■ Activities
[a] Rewrite part of the commentary on India's demographic dividend with "coordination committee" changed to "liaison panel", beginning at the words "Petty distractions keep" and stopping after "for regular consultation.".
[b] According to the commentary on India's demographic dividend, at roughly what figure is India's population expected to stabilize?
[c] Continue the commentary on India's demographic dividend from its final sentence.

■ Selected text

India’s ‘demographic dividend’ threatens to become socially cancerous unless commensurate jobs are created in the country.
Petty distractions keep intruding but should not be allowed to usurp the national agenda. Thus the NCP-Congress spat, easily settled by setting up a coordination committee for regular consultation.
Likewise, the increasingly jaded Anna circus, back in town crudely canvassing missing crowds for new stunts such as demanding an SIT to investigate 15 top Central ministers including the prime minister and the erstwhile finance minister, now President of India, for what it claims is proven corruption. Anna at least has realised that indefinite fasting is becoming an increasingly discredited tool of political blackmail.
The new Rashtrapati struck the right note on assuming the presidency by naming poverty in all its manifestations and terror (‘the Fourth World War, after the Cold War’) as the core issues that must be confronted. He pleaded for government intervention to uplift the under-privileged and rightly asserted that trickle-down policies – read mounting subsidies, featherbedding, back to nature and neo-protectionism – are not the answer.
It is for this reason that the prime minister must ignore the clamour that he remains finance minister. Fiscal management is obviously important but any great orchestra needs a fine conductor and not just a brilliant first violinist. The crisis facing India has not been well diagnosed. Look around and what does one see?
Azim Premji put it well. Manesar, to which we can now add Assam, are not merely ‘riots’ but manifestations of growing social unrest and rage from loss of direction and hope, fewer jobs from slowing growth and falling investments leading to mounting unemployment and shrinking opportunity.
India’s post-1947 geography remains what it was while its demography has multiplied four-fold and is set to increase by almost two more ‘Indias’ before population stabilises at around 1,700 million. The country is urbanising as the land cannot gainfully hold swelling numbers. The ‘demographic dividend’ threatens to become socially cancerous unless commensurate jobs are created with matching infrastructure, human resource development and off-farm opportunity through manufactures and services.

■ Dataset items
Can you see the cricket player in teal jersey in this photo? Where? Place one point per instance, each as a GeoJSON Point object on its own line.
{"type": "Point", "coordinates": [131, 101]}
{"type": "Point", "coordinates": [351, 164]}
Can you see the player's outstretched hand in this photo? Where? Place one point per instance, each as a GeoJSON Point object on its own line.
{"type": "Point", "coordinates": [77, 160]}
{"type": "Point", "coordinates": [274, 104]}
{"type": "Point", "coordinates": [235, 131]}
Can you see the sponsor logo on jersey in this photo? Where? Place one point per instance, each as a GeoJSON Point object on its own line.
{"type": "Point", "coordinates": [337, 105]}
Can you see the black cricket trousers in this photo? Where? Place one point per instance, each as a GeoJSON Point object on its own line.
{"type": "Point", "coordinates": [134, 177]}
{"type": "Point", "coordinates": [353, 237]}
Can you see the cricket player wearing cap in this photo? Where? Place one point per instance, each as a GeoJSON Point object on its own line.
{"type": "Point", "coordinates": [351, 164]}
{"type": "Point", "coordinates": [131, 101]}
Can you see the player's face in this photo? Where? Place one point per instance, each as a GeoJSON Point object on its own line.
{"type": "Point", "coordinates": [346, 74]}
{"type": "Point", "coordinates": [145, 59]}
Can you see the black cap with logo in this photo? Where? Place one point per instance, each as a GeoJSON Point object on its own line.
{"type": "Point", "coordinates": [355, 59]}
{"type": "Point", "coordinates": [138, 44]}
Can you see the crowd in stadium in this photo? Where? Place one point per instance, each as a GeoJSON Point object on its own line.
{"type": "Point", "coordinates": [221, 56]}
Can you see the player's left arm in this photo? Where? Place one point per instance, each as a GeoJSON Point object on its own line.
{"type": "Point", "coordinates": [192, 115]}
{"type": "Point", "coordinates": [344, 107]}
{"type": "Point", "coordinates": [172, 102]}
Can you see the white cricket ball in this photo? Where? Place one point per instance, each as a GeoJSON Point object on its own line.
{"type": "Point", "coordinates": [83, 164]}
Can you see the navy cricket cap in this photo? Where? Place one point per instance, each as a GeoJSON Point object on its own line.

■ Your written answers
[a]
Petty distractions keep intruding but should not be allowed to usurp the national agenda. Thus the NCP-Congress spat, easily settled by setting up a liaison panel for regular consultation.

[b] Around 1,700 million.

[c]
Thus Nostalgia has become the great enemy of progress. Fundamentalists of all hues want to go back in time. ‘Socialists’ tirelessly promise jam tomorrow while preventing anybody doing anything today in the name of fighting imperialism, neo-colonialism and Mammon. Many activists hug poverty as they would be out of business if the poor were to graduate to modest comfort. The environment-forest lobby does not seem to realise that poverty is the worst polluter and ameliorating the condition of the poor would itself yield an environmental bonus. Some would fight to prevent land acquisition in order to preserve farming, tribal reserves and any type of forest at the cost of manufacture, mining and infrastructure. They do the country no service by perpetuating sub-optimal economies and life styles and ignoring the huge opportunity costs of delay.
Future jobs
There is anxiety and anguish about the possibility that Maruti may shift from Manesar to Gujarat because rampaging workers and their mentors know that current and future jobs are at stake. Those opposing the Haryana and Jaitapur nuclear plants or raising the Omkareshwar reservoir level or still trying to block the Posco steel plant in Odisha are mortgaging their own future. Drought and non-development displace far more persons than planned development with proper resettlement, compensation, training and support for alternative livelihoods.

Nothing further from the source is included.